### ENTRIES PROVIDED
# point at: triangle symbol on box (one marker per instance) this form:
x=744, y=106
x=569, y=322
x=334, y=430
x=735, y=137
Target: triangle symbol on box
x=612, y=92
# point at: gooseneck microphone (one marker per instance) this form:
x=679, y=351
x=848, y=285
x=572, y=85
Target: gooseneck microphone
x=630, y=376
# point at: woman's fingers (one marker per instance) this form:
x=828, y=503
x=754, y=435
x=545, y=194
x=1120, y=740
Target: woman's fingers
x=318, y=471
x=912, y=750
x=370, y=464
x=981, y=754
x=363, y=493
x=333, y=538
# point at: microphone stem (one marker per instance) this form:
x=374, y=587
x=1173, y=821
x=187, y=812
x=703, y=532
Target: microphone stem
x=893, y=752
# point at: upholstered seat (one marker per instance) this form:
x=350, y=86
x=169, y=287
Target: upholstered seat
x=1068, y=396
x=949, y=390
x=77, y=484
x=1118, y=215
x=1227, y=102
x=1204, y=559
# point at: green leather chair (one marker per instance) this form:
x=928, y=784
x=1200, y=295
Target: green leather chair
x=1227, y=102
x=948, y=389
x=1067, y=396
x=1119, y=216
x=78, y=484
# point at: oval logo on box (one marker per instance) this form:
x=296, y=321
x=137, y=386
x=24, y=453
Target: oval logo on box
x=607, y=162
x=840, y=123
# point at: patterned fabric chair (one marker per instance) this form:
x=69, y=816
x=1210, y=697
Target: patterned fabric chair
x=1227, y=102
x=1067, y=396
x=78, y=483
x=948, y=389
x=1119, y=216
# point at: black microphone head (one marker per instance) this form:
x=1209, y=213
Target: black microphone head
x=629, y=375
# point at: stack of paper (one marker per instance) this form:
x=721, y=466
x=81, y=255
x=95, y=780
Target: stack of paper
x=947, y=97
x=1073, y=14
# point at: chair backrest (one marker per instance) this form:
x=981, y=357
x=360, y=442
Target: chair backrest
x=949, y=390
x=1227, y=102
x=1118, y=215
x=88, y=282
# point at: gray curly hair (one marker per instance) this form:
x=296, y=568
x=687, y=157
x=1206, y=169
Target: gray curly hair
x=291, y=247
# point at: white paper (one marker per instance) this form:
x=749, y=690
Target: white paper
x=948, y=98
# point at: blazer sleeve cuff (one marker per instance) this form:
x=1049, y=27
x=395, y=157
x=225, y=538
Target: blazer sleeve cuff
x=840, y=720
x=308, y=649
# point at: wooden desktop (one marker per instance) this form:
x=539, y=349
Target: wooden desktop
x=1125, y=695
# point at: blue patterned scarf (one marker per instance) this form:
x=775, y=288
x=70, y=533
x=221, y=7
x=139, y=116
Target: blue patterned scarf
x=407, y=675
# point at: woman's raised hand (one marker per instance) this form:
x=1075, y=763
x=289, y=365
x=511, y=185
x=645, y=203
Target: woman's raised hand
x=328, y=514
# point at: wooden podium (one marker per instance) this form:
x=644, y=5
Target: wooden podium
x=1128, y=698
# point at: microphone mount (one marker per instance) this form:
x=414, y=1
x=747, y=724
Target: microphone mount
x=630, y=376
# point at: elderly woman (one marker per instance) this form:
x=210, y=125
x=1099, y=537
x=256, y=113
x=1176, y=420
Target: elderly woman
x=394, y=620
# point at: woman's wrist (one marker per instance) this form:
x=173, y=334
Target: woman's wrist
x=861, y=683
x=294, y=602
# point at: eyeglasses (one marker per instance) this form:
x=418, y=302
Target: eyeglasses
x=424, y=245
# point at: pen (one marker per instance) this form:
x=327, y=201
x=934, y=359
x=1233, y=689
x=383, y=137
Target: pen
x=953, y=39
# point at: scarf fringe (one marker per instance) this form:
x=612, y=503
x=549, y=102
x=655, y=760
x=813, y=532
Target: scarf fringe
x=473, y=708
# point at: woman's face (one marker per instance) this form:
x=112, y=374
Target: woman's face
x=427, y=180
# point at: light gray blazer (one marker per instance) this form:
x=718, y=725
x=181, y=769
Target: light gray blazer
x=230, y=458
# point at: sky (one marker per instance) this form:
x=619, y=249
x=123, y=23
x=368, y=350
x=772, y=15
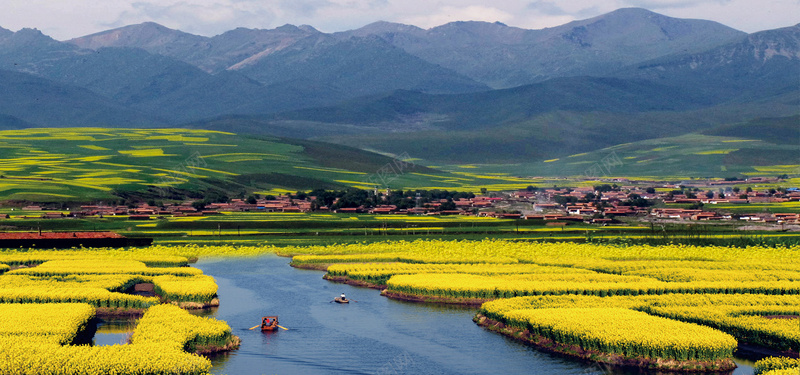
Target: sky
x=66, y=19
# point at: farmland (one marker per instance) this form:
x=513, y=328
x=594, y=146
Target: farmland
x=100, y=164
x=562, y=296
x=716, y=293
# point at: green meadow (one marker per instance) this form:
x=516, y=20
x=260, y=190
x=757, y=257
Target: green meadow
x=673, y=159
x=97, y=164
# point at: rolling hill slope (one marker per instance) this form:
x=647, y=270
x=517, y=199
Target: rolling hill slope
x=102, y=164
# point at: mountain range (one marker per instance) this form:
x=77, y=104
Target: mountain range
x=472, y=92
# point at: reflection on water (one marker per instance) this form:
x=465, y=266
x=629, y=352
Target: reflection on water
x=375, y=335
x=113, y=331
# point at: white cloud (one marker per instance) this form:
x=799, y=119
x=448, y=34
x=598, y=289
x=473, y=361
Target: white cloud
x=68, y=19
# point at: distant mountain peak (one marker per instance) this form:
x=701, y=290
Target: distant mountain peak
x=384, y=27
x=5, y=33
x=146, y=34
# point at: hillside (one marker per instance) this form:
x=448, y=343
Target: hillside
x=102, y=164
x=747, y=149
x=502, y=56
x=26, y=100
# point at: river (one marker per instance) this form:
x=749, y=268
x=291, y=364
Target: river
x=374, y=335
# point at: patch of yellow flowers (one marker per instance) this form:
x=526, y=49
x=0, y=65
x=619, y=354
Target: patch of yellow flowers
x=158, y=347
x=626, y=332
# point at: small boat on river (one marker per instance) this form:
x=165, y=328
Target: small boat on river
x=341, y=299
x=269, y=323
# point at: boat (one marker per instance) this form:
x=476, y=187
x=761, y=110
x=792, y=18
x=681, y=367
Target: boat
x=269, y=323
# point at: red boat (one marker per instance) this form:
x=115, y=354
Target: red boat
x=269, y=323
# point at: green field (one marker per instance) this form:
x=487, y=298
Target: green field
x=95, y=164
x=674, y=159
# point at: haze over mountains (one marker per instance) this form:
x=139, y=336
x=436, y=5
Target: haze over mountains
x=464, y=91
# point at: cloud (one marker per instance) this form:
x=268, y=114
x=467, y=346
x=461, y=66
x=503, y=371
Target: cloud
x=69, y=19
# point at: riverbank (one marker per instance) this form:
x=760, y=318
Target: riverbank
x=613, y=359
x=471, y=302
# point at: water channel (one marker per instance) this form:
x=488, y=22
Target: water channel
x=375, y=335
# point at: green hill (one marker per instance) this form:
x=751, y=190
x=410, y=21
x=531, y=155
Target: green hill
x=100, y=164
x=672, y=158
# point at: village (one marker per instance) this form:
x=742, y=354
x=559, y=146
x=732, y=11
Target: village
x=602, y=204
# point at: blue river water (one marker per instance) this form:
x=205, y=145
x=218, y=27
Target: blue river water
x=374, y=335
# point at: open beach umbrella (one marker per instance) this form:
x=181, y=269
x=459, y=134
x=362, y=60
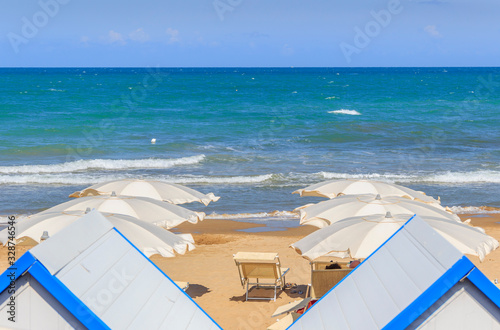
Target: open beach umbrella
x=358, y=237
x=145, y=209
x=163, y=191
x=335, y=188
x=325, y=213
x=148, y=238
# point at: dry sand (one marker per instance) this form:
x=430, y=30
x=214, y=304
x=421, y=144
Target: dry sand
x=213, y=276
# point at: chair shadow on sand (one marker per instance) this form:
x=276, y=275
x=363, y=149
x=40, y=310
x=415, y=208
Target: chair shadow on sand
x=197, y=290
x=265, y=293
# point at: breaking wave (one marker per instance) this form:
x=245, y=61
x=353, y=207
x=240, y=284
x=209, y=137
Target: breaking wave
x=101, y=164
x=345, y=112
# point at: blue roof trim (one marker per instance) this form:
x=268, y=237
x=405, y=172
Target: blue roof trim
x=71, y=302
x=397, y=231
x=485, y=285
x=456, y=272
x=167, y=277
x=18, y=268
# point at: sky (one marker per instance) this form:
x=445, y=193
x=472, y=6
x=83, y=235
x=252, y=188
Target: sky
x=249, y=33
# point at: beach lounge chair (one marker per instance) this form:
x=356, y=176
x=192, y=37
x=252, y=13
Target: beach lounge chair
x=260, y=266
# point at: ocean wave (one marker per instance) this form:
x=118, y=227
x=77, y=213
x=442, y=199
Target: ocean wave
x=273, y=215
x=101, y=164
x=474, y=209
x=345, y=112
x=243, y=179
x=270, y=179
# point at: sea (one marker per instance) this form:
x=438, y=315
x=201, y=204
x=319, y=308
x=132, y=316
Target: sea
x=250, y=135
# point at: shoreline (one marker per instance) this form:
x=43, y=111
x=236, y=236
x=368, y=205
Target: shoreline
x=213, y=276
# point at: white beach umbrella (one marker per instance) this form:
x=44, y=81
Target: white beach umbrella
x=333, y=210
x=358, y=237
x=163, y=191
x=335, y=188
x=146, y=209
x=148, y=238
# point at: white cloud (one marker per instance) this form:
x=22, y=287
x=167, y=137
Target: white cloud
x=115, y=37
x=173, y=35
x=432, y=31
x=139, y=35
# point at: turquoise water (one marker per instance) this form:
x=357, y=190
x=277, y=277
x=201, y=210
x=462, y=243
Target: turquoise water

### WHAT IS EXPECTED
Please return, exactly as written, the line containing "x=356, y=176" and every line after it through the end of the records above, and nothing else.

### SOLUTION FOR THIS TASK
x=356, y=176
x=192, y=37
x=252, y=13
Target: beach lounge chair
x=260, y=266
# point at: ocean wave (one marker per instance) this form:
x=118, y=227
x=77, y=213
x=442, y=199
Target: ocean wave
x=273, y=215
x=101, y=164
x=474, y=209
x=345, y=112
x=243, y=179
x=270, y=179
# point at: sea (one marker per instance) this form:
x=438, y=315
x=201, y=204
x=319, y=308
x=132, y=316
Target: sea
x=250, y=135
# point at: shoreline (one marker per instance) this form:
x=43, y=111
x=236, y=236
x=368, y=205
Target: shoreline
x=213, y=276
# point at: white beach umbrella (one marker per instance) this form:
x=44, y=81
Target: white beach umbrella
x=333, y=210
x=358, y=237
x=163, y=191
x=335, y=188
x=146, y=209
x=148, y=238
# point at: white cloud (one marker per instance) this form:
x=22, y=287
x=167, y=137
Target: white cloud
x=115, y=37
x=173, y=35
x=432, y=31
x=139, y=35
# point at: turquoise water (one marker per instance) this form:
x=357, y=190
x=277, y=277
x=201, y=210
x=462, y=243
Target: turquoise water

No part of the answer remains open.